Data for this task —
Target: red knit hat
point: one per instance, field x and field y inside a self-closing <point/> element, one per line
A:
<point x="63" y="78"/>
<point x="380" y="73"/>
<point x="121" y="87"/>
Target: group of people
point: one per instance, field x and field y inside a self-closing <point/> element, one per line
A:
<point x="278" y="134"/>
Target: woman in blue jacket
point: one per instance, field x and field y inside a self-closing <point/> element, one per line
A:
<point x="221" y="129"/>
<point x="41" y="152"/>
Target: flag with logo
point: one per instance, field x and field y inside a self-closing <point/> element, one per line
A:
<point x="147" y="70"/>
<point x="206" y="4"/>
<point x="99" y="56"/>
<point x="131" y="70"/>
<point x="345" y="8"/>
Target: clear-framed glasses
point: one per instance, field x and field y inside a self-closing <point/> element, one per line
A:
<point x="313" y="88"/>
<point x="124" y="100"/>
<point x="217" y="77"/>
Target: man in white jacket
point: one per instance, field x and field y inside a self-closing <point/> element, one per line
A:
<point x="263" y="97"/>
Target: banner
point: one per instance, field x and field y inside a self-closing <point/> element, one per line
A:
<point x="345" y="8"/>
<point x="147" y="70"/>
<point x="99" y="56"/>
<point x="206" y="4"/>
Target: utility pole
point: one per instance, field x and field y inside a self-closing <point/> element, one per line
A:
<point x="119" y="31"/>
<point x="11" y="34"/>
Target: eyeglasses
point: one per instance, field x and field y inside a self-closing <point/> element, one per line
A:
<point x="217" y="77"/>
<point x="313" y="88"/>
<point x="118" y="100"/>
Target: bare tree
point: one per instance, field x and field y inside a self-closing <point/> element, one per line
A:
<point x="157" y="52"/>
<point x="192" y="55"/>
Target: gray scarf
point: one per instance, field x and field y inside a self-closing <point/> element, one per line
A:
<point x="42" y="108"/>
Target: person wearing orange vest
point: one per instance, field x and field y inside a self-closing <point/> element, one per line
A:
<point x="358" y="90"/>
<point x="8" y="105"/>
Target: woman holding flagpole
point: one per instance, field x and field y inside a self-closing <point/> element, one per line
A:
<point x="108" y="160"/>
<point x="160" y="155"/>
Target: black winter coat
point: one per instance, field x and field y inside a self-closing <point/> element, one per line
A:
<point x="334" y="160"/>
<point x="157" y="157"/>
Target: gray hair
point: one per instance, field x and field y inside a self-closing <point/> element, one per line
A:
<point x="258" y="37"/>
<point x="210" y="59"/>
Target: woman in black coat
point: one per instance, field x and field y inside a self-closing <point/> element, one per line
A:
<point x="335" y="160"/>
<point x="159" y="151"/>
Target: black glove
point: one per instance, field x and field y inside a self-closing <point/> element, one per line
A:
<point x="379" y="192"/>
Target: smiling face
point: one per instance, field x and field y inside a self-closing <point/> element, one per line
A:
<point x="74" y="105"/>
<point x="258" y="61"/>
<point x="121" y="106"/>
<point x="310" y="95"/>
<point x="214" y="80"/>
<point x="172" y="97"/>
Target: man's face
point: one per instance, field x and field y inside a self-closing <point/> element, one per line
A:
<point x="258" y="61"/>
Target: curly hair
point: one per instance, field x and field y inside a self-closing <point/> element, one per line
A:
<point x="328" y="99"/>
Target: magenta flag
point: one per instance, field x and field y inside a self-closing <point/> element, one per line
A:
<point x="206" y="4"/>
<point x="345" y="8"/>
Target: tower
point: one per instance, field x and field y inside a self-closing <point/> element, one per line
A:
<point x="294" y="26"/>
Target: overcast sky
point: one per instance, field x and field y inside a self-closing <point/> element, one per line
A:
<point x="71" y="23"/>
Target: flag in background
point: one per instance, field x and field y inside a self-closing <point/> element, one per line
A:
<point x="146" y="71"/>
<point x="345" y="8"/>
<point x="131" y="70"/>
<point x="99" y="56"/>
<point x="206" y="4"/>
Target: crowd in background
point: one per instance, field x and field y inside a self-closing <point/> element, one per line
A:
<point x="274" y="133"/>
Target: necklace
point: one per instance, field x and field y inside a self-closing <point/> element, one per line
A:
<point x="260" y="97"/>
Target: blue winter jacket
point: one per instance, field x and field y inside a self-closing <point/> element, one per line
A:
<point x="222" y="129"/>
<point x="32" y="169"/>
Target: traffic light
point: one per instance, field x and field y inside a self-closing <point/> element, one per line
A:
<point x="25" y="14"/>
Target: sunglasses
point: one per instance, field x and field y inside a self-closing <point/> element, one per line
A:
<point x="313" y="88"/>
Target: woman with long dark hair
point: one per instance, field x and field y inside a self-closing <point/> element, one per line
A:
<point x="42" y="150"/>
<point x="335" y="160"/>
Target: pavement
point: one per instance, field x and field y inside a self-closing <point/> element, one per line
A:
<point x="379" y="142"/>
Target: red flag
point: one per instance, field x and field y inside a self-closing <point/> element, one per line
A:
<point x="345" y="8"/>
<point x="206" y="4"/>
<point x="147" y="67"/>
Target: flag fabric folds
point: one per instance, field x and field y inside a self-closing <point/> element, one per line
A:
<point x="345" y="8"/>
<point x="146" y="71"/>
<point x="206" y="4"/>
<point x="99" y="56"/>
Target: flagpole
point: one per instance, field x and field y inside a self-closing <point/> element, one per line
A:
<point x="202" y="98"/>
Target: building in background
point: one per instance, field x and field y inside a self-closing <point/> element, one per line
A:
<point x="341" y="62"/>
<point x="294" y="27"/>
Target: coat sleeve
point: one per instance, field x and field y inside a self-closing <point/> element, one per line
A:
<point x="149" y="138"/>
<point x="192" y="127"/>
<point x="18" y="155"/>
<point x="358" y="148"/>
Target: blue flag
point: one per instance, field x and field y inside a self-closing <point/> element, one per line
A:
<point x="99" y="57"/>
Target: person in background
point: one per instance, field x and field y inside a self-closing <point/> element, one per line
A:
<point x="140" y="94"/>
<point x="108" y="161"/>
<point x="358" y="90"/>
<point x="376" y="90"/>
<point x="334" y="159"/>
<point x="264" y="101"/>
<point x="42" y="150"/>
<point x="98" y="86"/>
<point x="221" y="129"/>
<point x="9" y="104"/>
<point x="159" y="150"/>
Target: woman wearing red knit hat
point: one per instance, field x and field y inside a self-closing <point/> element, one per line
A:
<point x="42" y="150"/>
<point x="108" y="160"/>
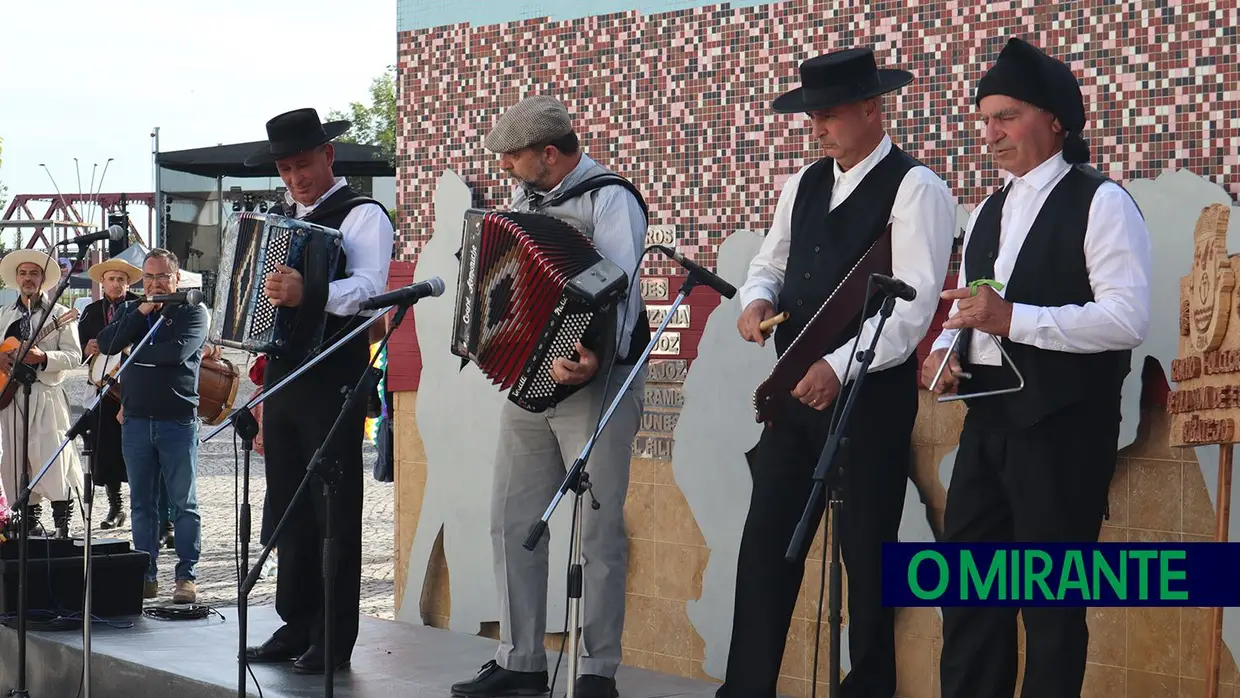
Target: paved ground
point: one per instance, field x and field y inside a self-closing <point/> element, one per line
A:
<point x="220" y="489"/>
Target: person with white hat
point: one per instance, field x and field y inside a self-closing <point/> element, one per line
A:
<point x="56" y="352"/>
<point x="108" y="464"/>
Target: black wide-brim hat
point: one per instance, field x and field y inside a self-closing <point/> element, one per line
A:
<point x="842" y="77"/>
<point x="293" y="133"/>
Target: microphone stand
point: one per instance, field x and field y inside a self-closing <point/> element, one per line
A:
<point x="247" y="427"/>
<point x="579" y="482"/>
<point x="20" y="502"/>
<point x="26" y="376"/>
<point x="836" y="441"/>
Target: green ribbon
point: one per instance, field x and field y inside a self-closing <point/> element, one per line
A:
<point x="976" y="284"/>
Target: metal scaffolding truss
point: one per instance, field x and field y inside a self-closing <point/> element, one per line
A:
<point x="63" y="215"/>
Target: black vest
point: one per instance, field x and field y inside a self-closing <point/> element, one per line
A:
<point x="1049" y="272"/>
<point x="826" y="243"/>
<point x="331" y="213"/>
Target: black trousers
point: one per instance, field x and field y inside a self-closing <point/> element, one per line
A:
<point x="295" y="423"/>
<point x="1044" y="482"/>
<point x="108" y="464"/>
<point x="873" y="484"/>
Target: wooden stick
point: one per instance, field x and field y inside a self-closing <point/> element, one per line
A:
<point x="765" y="325"/>
<point x="1223" y="513"/>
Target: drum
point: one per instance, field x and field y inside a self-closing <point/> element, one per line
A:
<point x="218" y="379"/>
<point x="103" y="366"/>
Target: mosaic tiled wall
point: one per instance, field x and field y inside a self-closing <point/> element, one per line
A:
<point x="680" y="101"/>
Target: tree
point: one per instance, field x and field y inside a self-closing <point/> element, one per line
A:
<point x="375" y="123"/>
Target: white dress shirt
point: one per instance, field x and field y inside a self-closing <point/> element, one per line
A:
<point x="1116" y="256"/>
<point x="619" y="233"/>
<point x="923" y="227"/>
<point x="367" y="243"/>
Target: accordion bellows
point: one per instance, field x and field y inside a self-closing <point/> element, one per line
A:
<point x="253" y="243"/>
<point x="530" y="288"/>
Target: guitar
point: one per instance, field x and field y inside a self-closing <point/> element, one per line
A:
<point x="9" y="388"/>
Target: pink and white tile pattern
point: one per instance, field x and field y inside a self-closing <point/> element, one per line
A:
<point x="678" y="102"/>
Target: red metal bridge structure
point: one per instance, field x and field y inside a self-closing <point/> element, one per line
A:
<point x="63" y="213"/>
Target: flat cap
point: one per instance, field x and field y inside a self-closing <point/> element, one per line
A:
<point x="532" y="120"/>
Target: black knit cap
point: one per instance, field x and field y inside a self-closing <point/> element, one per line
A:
<point x="1024" y="72"/>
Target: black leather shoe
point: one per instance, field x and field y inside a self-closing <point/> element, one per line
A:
<point x="494" y="680"/>
<point x="274" y="650"/>
<point x="313" y="661"/>
<point x="590" y="686"/>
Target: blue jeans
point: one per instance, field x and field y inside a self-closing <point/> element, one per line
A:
<point x="168" y="450"/>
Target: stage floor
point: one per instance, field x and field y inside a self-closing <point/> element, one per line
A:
<point x="196" y="658"/>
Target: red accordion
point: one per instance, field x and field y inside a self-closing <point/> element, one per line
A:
<point x="530" y="288"/>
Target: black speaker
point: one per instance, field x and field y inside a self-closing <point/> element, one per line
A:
<point x="55" y="574"/>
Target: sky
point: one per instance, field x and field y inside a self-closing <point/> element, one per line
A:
<point x="92" y="78"/>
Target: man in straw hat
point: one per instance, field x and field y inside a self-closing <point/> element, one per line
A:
<point x="537" y="146"/>
<point x="34" y="273"/>
<point x="108" y="463"/>
<point x="1071" y="253"/>
<point x="827" y="216"/>
<point x="298" y="418"/>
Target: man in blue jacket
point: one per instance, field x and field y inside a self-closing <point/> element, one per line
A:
<point x="160" y="429"/>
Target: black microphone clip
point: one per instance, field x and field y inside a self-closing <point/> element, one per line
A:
<point x="706" y="275"/>
<point x="894" y="287"/>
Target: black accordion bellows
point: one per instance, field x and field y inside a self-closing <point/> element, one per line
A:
<point x="530" y="288"/>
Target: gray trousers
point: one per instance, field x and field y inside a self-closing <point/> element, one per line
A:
<point x="535" y="454"/>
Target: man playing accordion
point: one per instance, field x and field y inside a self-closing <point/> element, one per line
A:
<point x="296" y="419"/>
<point x="538" y="148"/>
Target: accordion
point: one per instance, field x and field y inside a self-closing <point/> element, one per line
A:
<point x="253" y="243"/>
<point x="530" y="288"/>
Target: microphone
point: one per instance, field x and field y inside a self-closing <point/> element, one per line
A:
<point x="708" y="278"/>
<point x="192" y="296"/>
<point x="407" y="295"/>
<point x="894" y="287"/>
<point x="114" y="233"/>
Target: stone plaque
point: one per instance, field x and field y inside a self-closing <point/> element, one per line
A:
<point x="657" y="313"/>
<point x="1205" y="404"/>
<point x="660" y="420"/>
<point x="657" y="448"/>
<point x="668" y="345"/>
<point x="667" y="371"/>
<point x="654" y="288"/>
<point x="661" y="234"/>
<point x="664" y="396"/>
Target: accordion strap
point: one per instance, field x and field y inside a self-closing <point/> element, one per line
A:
<point x="597" y="182"/>
<point x="841" y="309"/>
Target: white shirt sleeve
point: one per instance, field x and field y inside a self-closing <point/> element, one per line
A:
<point x="947" y="336"/>
<point x="765" y="277"/>
<point x="1117" y="254"/>
<point x="368" y="241"/>
<point x="923" y="228"/>
<point x="620" y="237"/>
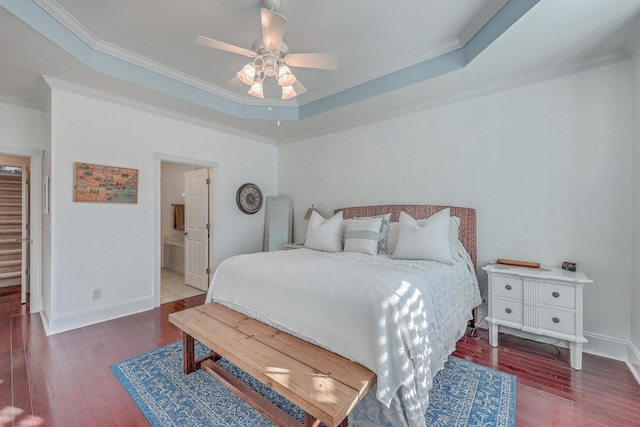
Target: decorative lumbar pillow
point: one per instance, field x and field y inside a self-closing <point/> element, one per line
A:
<point x="427" y="239"/>
<point x="454" y="227"/>
<point x="384" y="230"/>
<point x="362" y="235"/>
<point x="324" y="234"/>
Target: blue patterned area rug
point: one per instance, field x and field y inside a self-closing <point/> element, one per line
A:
<point x="464" y="393"/>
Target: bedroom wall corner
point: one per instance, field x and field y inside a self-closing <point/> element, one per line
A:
<point x="634" y="301"/>
<point x="111" y="246"/>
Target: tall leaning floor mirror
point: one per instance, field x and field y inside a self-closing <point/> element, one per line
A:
<point x="278" y="222"/>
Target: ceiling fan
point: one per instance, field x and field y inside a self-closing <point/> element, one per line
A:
<point x="272" y="57"/>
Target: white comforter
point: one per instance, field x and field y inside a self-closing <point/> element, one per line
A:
<point x="398" y="318"/>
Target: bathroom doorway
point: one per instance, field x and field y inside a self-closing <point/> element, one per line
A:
<point x="179" y="260"/>
<point x="14" y="231"/>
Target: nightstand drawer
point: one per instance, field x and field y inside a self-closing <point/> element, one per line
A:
<point x="510" y="287"/>
<point x="507" y="310"/>
<point x="557" y="320"/>
<point x="552" y="294"/>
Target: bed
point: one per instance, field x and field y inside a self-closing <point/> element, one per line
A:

Problem to work on —
Only the lines from the one that contains "Target: accordion strap" to the end of the records, inclusive, are to be quoted exactly, with pictures excluded.

Written answer —
Target: accordion strap
point: one per instance, field x and field y inside a self-closing <point/> element, one per line
A:
<point x="597" y="182"/>
<point x="841" y="309"/>
Target: white shirt sleeve
point: one per instance, field x and field y inside a self-closing <point/> element, one per line
A:
<point x="947" y="336"/>
<point x="765" y="277"/>
<point x="1117" y="254"/>
<point x="368" y="241"/>
<point x="923" y="228"/>
<point x="620" y="237"/>
Target: decorative lumbar pillow
point: one per instance, field x and field y inside a self-closing <point/> element, one per line
A:
<point x="427" y="239"/>
<point x="454" y="227"/>
<point x="384" y="230"/>
<point x="362" y="235"/>
<point x="324" y="234"/>
Target: blue patterned area rug
point: one per instance, field x and field y inside a self-closing <point/> element, one per line
A:
<point x="464" y="393"/>
Target: bedroom wall corner
point: one per instance, field x and field y inside a self-closing <point/> element, one per line
A:
<point x="634" y="301"/>
<point x="111" y="246"/>
Target: tall leaning floor mirror
point: one per instance, field x and field y inside a self-closing <point/> element, one per line
A:
<point x="278" y="222"/>
Target: ceiling fan
point: one per instance, field x and field y inside a self-closing <point/> element, one per line
A:
<point x="272" y="57"/>
Target: white comforter
point: one per instance, field x and field y inside a self-closing <point/> element, one per line
A:
<point x="398" y="318"/>
Target: bathroom doorway
point: one per instance, field x and field y inside a self-closing <point/> element, one per line
A:
<point x="179" y="260"/>
<point x="14" y="231"/>
Target: nightstand drawer
point: one per instance, field x and field y inside a self-closing <point/> element, one per line
A:
<point x="510" y="287"/>
<point x="507" y="310"/>
<point x="557" y="320"/>
<point x="552" y="294"/>
Target: bed
point: one per instance, field x and field y inside a self-closing <point/> element, one per line
A:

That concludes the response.